**SET EXERCISE A**
Decide whether each statement agrees with the shipwreck passage below: (i) the Helvetia carried timber when it ran aground in 1887; (ii) the City of Bristol was wrecked in 1807; (iii) over 12lbs of Spanish coins were dug up in west Gower. Answer yes or no for each, quoting the deciding words.

**EXTRACTED TEXT**
_ _ _ _

Monday 31 July 2017

121 The Dollar Ship

121 The Dollar Ship
With Burry Holmes at the northern end, and Worm’s Head at the southern, the large expanse of Rhossili Bay has the remains of two shipwrecks visible - most noticeably protruding through the sand are the ribs of the Helvetia, a Norwegian barque with a cargo of timber that ran aground in 1887.  Further along by Diles Lake, equinoctial tides twice a year reveal part of the engines of the City of Bristol, a paddle steamer from Waterford, that ran aground and was wrecked in 1840. 
But not visible is a more famous wreck, called “The Dollar Ship”, the precise details of which are lost in legend.  She may have been a Spanish vessel wrecked beyond the low tide line during the seventeenth century, possibly around the year 1660.  At one time she was believed to have been carrying a vast treasure, the dowry of Catherine of Braganza, the Portuguese princess who came to England in 1661 to marry King Charles II, and who introduced the drinking of tea to Britain. 
In 1807 exceptional tides uncovered for a few hours part of a wreck beyond the low tide mark.  This prompted a “gold rush” in west Gower, for Spanish coins from the early seventeenth century were uncovered.  Over 12lbs in weight of Spanish dollars, half-dollars and pieces-of-eight were dug up, some coins dated 1625 and others 1639, from the time of King Philip IV of Spain - which would date that shipwreck after 1640.  “The Cambrian” newspaper of 7th March 1807 reported that the findings “are conjectured to have formed part of the cargo of a rich Spanish vessel from South America, called the Scanderoon galley, which was wrecked on that part of the coast upwards of a century since”.

_ _ _ _

**PROVIDED RECORDS**
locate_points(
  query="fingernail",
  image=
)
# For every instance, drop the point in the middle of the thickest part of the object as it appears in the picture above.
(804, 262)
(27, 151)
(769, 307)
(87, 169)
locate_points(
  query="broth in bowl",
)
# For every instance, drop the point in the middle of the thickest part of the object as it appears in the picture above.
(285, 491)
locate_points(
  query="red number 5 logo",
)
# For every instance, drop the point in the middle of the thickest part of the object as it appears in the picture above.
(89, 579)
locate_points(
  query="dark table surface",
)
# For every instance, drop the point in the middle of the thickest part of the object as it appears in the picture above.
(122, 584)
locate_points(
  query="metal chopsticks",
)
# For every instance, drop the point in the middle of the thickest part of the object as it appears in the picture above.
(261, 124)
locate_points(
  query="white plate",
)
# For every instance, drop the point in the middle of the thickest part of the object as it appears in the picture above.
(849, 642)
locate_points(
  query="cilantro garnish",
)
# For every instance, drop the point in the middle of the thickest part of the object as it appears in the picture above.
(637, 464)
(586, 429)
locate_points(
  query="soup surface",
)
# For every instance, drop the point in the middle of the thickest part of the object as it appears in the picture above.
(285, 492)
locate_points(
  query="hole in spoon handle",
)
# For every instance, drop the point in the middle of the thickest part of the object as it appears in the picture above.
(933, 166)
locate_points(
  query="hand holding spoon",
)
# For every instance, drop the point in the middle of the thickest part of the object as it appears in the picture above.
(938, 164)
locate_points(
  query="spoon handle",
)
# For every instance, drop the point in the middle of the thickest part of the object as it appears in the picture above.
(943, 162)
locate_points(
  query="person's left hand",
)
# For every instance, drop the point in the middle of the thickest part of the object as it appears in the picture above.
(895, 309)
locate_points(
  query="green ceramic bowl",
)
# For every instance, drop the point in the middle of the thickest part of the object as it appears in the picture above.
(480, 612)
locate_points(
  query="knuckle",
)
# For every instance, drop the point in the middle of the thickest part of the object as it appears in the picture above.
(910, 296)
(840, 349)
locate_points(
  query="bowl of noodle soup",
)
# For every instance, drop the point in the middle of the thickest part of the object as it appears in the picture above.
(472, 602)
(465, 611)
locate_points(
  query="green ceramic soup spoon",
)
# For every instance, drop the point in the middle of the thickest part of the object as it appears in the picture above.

_ _ _ _

**SET EXERCISE B**
Pick out every line of the listing above that contains the word "green".

**PROBLEM SOLUTION A**
(i) Yes: "a Norwegian barque with a cargo of timber that ran aground in 1887"
(ii) No: "ran aground and was wrecked in 1840"
(iii) Yes: "Over 12lbs in weight of Spanish dollars, half-dollars and pieces-of-eight were dug up"

**PROBLEM SOLUTION B**
  query="green ceramic bowl",
  query="green ceramic soup spoon",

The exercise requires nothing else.